§ **Given text**
● ● ● ●
Although the French authorities affirm that they monitor closely the effects of their nuclear testing programme on the environment, they have made no effort to monitor the possible medical effects on the population of Polynesia.
In early July 1995, a team from the international relief agaency
Medecins Sans Frontieres ( The team was particularly concerned with the possible medical
effects of exposure to nuclear radiation. MSF examined
information available for two populations: the estimated 8-13,000
Polynesians who have worked at the sites of Moruroa and
Fangataufa since the setting up of the nuclear testing programme;
and the estimated 1,100 inhabitants of Tureia Island and the
Gambier group, who were almost certainly exposed during the
period of atmospheric testing, from 1966 to 1974.
The team did not meet any major obstacles from the authorities.
In spite of this cooperation, however, it was not possible to
gather the relevant epidemiological information. This was
because certain raw data, as well as the analyses of these data,
currently do not exist either in the Territory or in metropolitan
France.
● ● ● ●
(Images for locating objects)
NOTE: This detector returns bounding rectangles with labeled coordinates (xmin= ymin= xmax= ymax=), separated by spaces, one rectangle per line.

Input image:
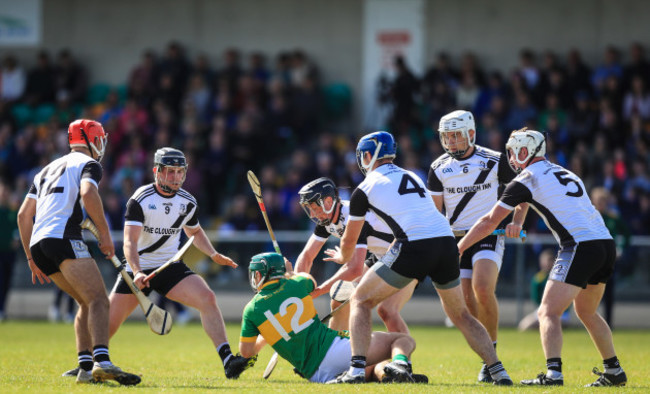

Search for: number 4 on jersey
xmin=38 ymin=161 xmax=68 ymax=197
xmin=397 ymin=174 xmax=426 ymax=198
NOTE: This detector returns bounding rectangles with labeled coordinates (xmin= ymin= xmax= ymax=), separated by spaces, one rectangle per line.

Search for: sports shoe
xmin=223 ymin=353 xmax=257 ymax=379
xmin=478 ymin=363 xmax=494 ymax=383
xmin=61 ymin=367 xmax=81 ymax=378
xmin=381 ymin=373 xmax=429 ymax=384
xmin=325 ymin=371 xmax=366 ymax=384
xmin=492 ymin=376 xmax=512 ymax=386
xmin=382 ymin=361 xmax=415 ymax=383
xmin=585 ymin=367 xmax=627 ymax=387
xmin=93 ymin=363 xmax=142 ymax=386
xmin=77 ymin=368 xmax=97 ymax=383
xmin=521 ymin=372 xmax=564 ymax=386
xmin=411 ymin=373 xmax=429 ymax=384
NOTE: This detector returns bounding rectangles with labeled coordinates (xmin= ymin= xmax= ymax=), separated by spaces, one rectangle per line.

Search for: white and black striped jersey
xmin=27 ymin=152 xmax=102 ymax=246
xmin=349 ymin=163 xmax=453 ymax=241
xmin=124 ymin=183 xmax=199 ymax=270
xmin=312 ymin=200 xmax=393 ymax=256
xmin=427 ymin=145 xmax=517 ymax=230
xmin=499 ymin=160 xmax=612 ymax=246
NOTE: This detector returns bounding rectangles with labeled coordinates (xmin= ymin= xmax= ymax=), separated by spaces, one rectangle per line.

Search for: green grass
xmin=0 ymin=321 xmax=650 ymax=394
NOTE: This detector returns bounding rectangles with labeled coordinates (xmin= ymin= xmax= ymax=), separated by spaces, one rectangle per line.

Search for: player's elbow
xmin=346 ymin=262 xmax=363 ymax=281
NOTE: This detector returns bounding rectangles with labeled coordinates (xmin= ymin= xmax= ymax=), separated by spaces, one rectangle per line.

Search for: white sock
xmin=348 ymin=367 xmax=366 ymax=376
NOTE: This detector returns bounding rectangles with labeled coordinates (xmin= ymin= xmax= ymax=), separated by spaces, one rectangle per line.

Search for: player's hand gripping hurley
xmin=81 ymin=219 xmax=172 ymax=335
xmin=143 ymin=235 xmax=194 ymax=283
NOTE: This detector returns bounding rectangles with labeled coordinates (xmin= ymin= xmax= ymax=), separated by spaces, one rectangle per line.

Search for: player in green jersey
xmin=239 ymin=253 xmax=426 ymax=383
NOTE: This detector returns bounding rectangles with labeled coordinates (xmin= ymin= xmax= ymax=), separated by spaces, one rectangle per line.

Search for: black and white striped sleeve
xmin=81 ymin=160 xmax=103 ymax=188
xmin=497 ymin=153 xmax=517 ymax=185
xmin=185 ymin=205 xmax=199 ymax=228
xmin=427 ymin=167 xmax=443 ymax=196
xmin=124 ymin=199 xmax=144 ymax=227
xmin=27 ymin=183 xmax=38 ymax=200
xmin=348 ymin=188 xmax=370 ymax=221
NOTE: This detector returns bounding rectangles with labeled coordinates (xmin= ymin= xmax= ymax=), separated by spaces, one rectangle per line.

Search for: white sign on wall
xmin=362 ymin=0 xmax=425 ymax=132
xmin=0 ymin=0 xmax=42 ymax=46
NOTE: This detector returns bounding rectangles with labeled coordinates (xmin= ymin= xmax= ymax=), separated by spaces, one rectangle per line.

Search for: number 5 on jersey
xmin=260 ymin=296 xmax=316 ymax=345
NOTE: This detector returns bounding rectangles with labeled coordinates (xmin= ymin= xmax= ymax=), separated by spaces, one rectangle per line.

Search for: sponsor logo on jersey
xmin=551 ymin=264 xmax=566 ymax=276
xmin=445 ymin=183 xmax=492 ymax=194
xmin=142 ymin=226 xmax=181 ymax=235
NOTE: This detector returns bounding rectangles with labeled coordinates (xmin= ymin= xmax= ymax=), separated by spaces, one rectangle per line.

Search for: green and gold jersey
xmin=240 ymin=276 xmax=339 ymax=379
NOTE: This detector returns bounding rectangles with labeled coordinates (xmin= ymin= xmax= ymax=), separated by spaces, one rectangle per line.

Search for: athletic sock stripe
xmin=144 ymin=303 xmax=153 ymax=317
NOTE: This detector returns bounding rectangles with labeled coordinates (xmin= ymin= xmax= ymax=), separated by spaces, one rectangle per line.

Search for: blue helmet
xmin=357 ymin=131 xmax=397 ymax=175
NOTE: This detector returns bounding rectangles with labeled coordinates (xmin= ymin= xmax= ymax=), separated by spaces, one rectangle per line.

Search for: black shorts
xmin=456 ymin=235 xmax=505 ymax=278
xmin=380 ymin=236 xmax=460 ymax=288
xmin=29 ymin=238 xmax=92 ymax=276
xmin=111 ymin=261 xmax=195 ymax=296
xmin=364 ymin=253 xmax=379 ymax=268
xmin=548 ymin=239 xmax=616 ymax=289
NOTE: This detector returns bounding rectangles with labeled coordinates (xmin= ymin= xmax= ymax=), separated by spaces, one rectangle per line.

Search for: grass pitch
xmin=0 ymin=321 xmax=650 ymax=394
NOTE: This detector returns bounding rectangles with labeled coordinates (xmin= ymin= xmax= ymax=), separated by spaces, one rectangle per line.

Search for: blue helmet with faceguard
xmin=357 ymin=131 xmax=397 ymax=175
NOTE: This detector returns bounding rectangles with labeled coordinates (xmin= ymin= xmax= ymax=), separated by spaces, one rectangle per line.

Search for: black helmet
xmin=153 ymin=147 xmax=187 ymax=193
xmin=298 ymin=177 xmax=340 ymax=226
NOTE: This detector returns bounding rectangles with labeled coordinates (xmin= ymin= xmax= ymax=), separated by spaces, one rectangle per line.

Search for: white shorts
xmin=460 ymin=235 xmax=505 ymax=279
xmin=309 ymin=337 xmax=352 ymax=383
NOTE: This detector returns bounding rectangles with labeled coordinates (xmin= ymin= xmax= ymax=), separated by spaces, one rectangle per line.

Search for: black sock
xmin=217 ymin=342 xmax=232 ymax=366
xmin=350 ymin=356 xmax=366 ymax=368
xmin=603 ymin=356 xmax=621 ymax=369
xmin=488 ymin=361 xmax=506 ymax=376
xmin=546 ymin=357 xmax=562 ymax=373
xmin=77 ymin=350 xmax=93 ymax=371
xmin=93 ymin=345 xmax=111 ymax=363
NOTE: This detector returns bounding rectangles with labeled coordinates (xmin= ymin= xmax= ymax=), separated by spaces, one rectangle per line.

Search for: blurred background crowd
xmin=0 ymin=42 xmax=650 ymax=298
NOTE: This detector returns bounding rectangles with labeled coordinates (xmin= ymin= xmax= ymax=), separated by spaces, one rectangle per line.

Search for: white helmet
xmin=438 ymin=110 xmax=476 ymax=159
xmin=506 ymin=127 xmax=546 ymax=172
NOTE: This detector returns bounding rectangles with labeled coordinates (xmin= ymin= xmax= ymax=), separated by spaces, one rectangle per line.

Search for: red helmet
xmin=68 ymin=119 xmax=108 ymax=161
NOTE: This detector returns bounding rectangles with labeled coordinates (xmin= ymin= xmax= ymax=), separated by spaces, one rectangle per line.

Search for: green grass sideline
xmin=0 ymin=321 xmax=650 ymax=394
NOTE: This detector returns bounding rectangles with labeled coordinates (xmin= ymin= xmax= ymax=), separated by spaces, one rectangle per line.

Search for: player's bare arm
xmin=183 ymin=225 xmax=238 ymax=268
xmin=79 ymin=181 xmax=115 ymax=259
xmin=323 ymin=218 xmax=366 ymax=264
xmin=458 ymin=203 xmax=510 ymax=255
xmin=506 ymin=203 xmax=528 ymax=238
xmin=18 ymin=197 xmax=51 ymax=284
xmin=311 ymin=247 xmax=368 ymax=298
xmin=296 ymin=236 xmax=325 ymax=272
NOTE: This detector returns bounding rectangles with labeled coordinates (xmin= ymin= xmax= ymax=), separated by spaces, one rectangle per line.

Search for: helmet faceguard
xmin=438 ymin=110 xmax=476 ymax=159
xmin=248 ymin=252 xmax=287 ymax=293
xmin=68 ymin=119 xmax=108 ymax=161
xmin=153 ymin=148 xmax=187 ymax=194
xmin=298 ymin=177 xmax=341 ymax=226
xmin=357 ymin=131 xmax=397 ymax=175
xmin=506 ymin=127 xmax=546 ymax=173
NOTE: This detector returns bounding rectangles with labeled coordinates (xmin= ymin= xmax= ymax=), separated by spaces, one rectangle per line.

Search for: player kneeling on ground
xmin=239 ymin=253 xmax=428 ymax=383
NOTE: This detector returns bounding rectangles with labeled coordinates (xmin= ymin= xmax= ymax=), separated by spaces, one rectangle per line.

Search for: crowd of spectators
xmin=0 ymin=42 xmax=650 ymax=278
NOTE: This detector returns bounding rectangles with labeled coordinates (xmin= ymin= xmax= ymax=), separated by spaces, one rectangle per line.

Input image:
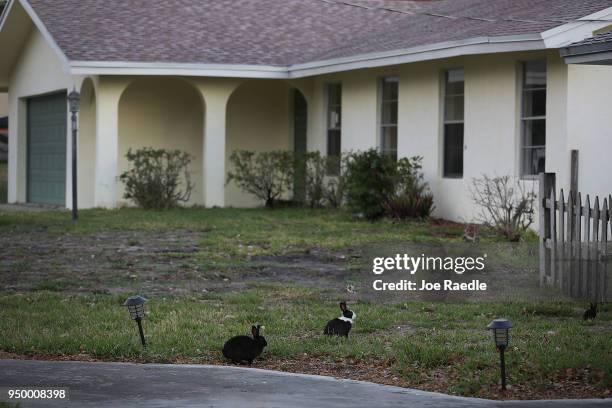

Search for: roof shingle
xmin=29 ymin=0 xmax=612 ymax=66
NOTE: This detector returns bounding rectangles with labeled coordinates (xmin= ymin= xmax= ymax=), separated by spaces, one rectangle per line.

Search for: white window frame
xmin=441 ymin=67 xmax=465 ymax=179
xmin=519 ymin=58 xmax=548 ymax=179
xmin=378 ymin=75 xmax=399 ymax=160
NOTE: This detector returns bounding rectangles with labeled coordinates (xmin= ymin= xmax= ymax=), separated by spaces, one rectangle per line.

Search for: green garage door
xmin=27 ymin=93 xmax=68 ymax=206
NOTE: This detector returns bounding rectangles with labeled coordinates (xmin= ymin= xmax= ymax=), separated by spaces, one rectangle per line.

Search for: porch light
● ● ● ●
§ **Work order 1**
Based on the text about French nuclear testing in Polynesia, say whether each statement agrees with it. Answer yes or no for each, and quote the words of the text that settle it.
(a) About 1,100 people lived on Tureia Island and the Gambier group.
(b) The authorities put serious obstacles in the way of the team.
(c) Atmospheric testing ran from 1966 to 1974.
§ **Work order 2**
Translate this sentence from the text about French nuclear testing in Polynesia into Spanish: "The team did not meet any major obstacles from the authorities."
§ **Work order 3**
Write what comes next in the text about French nuclear testing in Polynesia, starting after its last sentence.
The data come from a different source than the text.

§ **Written reply 1**
(a) Yes: "the estimated 1,100 inhabitants of Tureia Island and the Gambier group"
(b) No: "The team did not meet any major obstacles from the authorities."
(c) Yes: "period of atmospheric testing, from 1966 to 1974"

§ **Written reply 2**
El equipo no encontró ningún obstáculo importante por parte de las autoridades.

§ **Written reply 3**
1. Cancer statistics. The official cancer register of French
Polynesia only exists since 30 May 1985. Before that date, no
reliable figures for cancer incidence were kept. Even as late as
1988, the Public Health Department of the Ministry of Health in
Papeete estimated that the sensitivity of the register was quite
low: only 60 percent of cancers were being recorded. Moreover,
death certificates only became compulsory after 1981 and the
cause of death is not always certified by a doctor. In summary,
therefore, noone has ever studied the number of cancers occuring
in the Territory before 1985, and even since then, the
information is incomplete.
Given this situation, it is impossible to analyse the incidence
of cancers in the Territory over the nuclear testing period. It
is also impossible to compare cancer death rates with those of
other countries.
2. Statistics on congenital malformations. The Public Health
Department of the Ministry of Health confirmed that there is no
official register of congential malformations.
3. Medical follow-up of populations at risk. As far as the
mission could determine, no-one has ever conducted medical
follow-up of persons that must be considered especially at risk:
the 8-13,000 former workers at Moruroa and the inhabitants of the
islands of Tureia and the Gambier group. It is important to
remember that cancers linked to low levels of radioactivity may
appear between 10 and 30 years after exposure.
Given the psychosocial situation in which the nuclear testing
programme is being implemented, the lack of medical data is a
cause for major concern within the Polynesian population.
MSF has neither the means nor the expertise to measure the
environmental risks or consequences associated with the nuclear
tests.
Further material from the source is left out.